*** Begin section ***

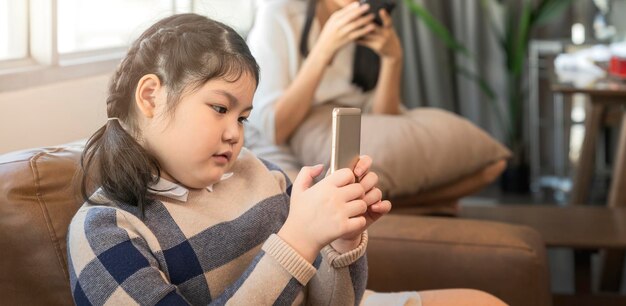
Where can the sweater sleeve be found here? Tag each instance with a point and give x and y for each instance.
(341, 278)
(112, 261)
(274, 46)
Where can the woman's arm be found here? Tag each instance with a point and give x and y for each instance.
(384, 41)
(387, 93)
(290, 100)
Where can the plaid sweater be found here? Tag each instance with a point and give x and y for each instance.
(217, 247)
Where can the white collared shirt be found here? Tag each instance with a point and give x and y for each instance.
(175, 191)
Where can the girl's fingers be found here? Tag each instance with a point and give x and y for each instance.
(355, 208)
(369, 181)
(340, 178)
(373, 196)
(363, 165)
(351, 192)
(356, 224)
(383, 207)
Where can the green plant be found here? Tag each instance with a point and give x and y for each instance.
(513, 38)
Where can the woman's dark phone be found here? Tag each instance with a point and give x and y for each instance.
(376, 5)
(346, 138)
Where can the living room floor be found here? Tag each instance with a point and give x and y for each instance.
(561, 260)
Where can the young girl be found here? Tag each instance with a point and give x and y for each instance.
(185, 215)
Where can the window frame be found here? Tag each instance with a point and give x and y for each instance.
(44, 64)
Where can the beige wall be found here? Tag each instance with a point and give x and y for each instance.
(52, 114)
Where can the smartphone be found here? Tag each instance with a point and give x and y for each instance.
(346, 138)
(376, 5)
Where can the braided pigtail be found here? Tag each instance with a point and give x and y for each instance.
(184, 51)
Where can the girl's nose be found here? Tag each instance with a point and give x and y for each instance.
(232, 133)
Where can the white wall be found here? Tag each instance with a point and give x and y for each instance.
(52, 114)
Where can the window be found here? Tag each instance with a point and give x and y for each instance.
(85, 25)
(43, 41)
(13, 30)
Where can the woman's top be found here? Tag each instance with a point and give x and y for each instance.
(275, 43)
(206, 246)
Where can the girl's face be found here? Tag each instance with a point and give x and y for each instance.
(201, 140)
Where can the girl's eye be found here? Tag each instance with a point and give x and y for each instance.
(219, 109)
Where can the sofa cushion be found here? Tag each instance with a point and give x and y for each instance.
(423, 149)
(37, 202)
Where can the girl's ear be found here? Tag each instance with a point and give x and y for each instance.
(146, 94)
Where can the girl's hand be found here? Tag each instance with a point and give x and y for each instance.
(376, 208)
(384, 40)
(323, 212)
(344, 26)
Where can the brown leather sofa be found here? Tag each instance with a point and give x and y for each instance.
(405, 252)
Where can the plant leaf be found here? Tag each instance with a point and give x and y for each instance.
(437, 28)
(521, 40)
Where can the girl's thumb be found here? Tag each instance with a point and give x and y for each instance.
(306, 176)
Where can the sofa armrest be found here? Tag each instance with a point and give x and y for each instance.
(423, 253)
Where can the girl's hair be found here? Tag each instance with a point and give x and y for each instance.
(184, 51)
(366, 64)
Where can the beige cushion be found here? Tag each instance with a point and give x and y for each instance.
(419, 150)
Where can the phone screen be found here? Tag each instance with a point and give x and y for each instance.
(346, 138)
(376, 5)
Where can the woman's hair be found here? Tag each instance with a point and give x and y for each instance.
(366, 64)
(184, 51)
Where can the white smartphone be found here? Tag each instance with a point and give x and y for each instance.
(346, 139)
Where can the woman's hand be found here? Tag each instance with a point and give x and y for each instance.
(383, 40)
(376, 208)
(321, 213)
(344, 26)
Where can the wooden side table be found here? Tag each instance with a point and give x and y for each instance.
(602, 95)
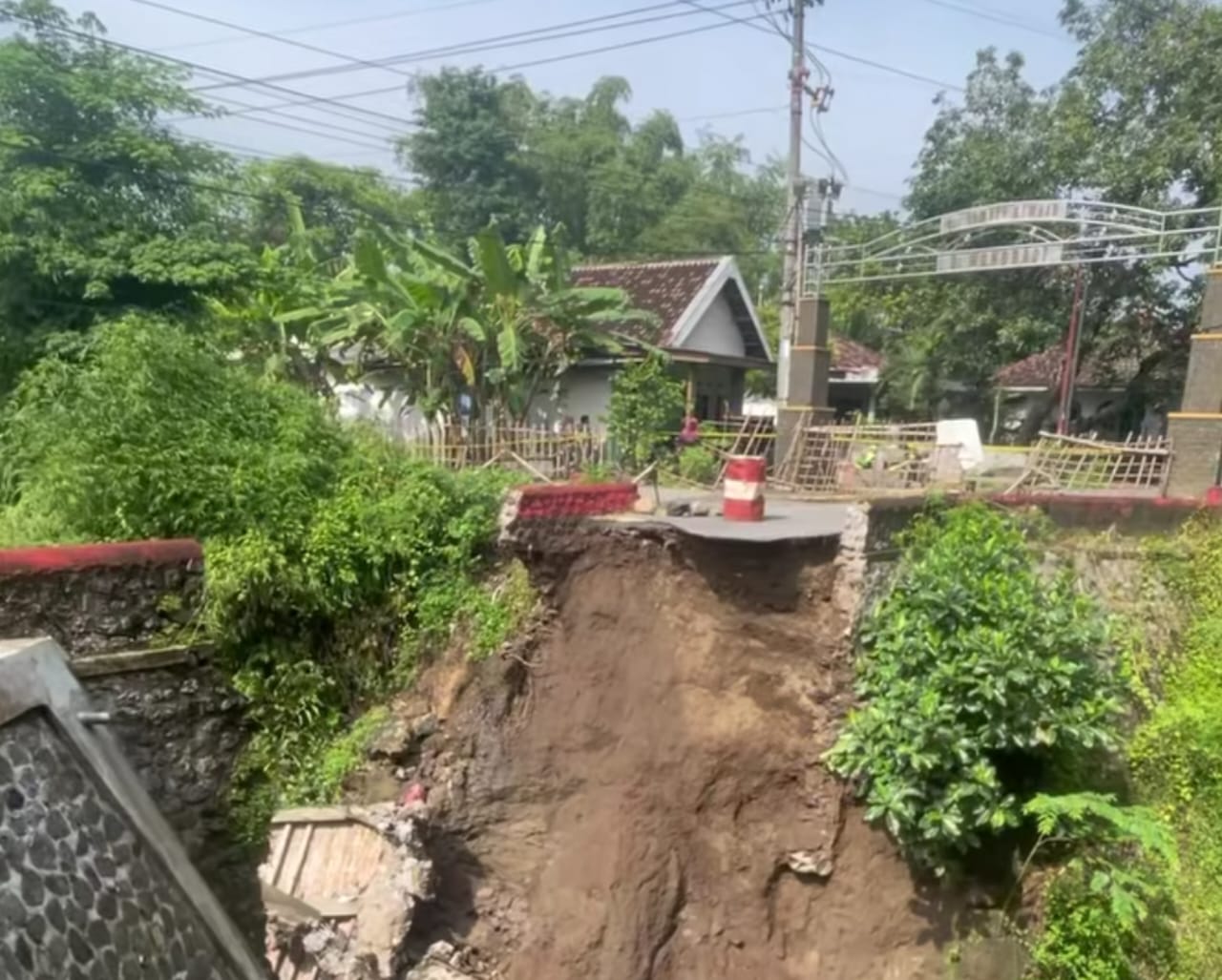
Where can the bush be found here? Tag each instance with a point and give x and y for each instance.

*** End section ***
*** Begin section ***

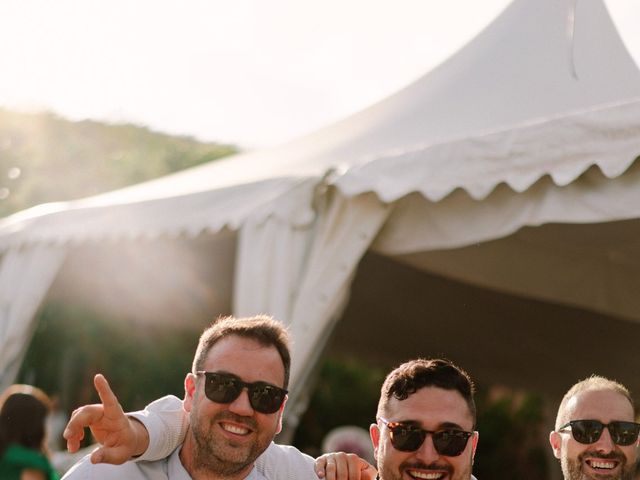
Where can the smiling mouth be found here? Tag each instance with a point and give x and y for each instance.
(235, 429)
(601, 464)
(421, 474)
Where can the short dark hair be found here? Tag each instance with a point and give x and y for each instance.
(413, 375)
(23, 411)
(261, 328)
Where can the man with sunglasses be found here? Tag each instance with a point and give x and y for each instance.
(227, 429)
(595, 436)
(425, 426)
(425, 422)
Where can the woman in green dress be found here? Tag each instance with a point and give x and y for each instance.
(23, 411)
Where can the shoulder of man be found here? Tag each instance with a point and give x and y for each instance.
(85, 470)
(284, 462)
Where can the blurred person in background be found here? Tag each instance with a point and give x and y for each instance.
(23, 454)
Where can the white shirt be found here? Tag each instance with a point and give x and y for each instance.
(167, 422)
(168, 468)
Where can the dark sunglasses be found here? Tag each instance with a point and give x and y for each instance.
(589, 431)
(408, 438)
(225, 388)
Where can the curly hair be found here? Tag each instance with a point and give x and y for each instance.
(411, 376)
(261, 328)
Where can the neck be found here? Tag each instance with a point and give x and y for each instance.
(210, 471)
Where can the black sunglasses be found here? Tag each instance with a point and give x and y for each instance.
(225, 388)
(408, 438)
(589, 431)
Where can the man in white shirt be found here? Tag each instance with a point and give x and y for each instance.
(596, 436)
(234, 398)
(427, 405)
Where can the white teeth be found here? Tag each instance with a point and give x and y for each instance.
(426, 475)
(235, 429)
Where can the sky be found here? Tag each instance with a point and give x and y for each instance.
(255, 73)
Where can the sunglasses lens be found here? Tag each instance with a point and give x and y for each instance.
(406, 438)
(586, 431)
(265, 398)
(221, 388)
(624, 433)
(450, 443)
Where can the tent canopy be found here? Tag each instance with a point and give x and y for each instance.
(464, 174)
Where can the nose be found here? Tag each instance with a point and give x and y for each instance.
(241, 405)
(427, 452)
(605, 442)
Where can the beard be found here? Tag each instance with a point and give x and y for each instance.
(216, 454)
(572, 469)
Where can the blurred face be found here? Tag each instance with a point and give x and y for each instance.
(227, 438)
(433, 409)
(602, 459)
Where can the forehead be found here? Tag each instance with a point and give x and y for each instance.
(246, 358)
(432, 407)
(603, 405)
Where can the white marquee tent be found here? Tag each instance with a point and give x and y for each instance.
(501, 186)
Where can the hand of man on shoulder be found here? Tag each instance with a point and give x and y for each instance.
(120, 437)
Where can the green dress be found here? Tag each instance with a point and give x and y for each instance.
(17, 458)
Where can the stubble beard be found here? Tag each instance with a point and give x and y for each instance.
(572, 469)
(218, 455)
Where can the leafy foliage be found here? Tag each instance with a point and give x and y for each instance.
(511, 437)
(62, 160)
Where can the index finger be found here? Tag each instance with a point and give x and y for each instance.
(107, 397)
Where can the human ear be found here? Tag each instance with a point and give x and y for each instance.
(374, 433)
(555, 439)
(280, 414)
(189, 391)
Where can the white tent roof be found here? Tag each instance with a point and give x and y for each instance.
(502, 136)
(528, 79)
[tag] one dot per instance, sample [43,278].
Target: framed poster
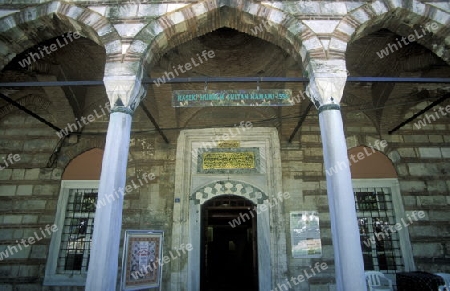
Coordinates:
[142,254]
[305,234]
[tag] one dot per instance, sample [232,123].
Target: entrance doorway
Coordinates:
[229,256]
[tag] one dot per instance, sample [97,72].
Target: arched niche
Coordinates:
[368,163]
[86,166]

*** End section ***

To do: Return every line from the entries above that contains the word "Target".

Result of this exercise:
Target: framed poster
Target: entrance doorway
Target: arched niche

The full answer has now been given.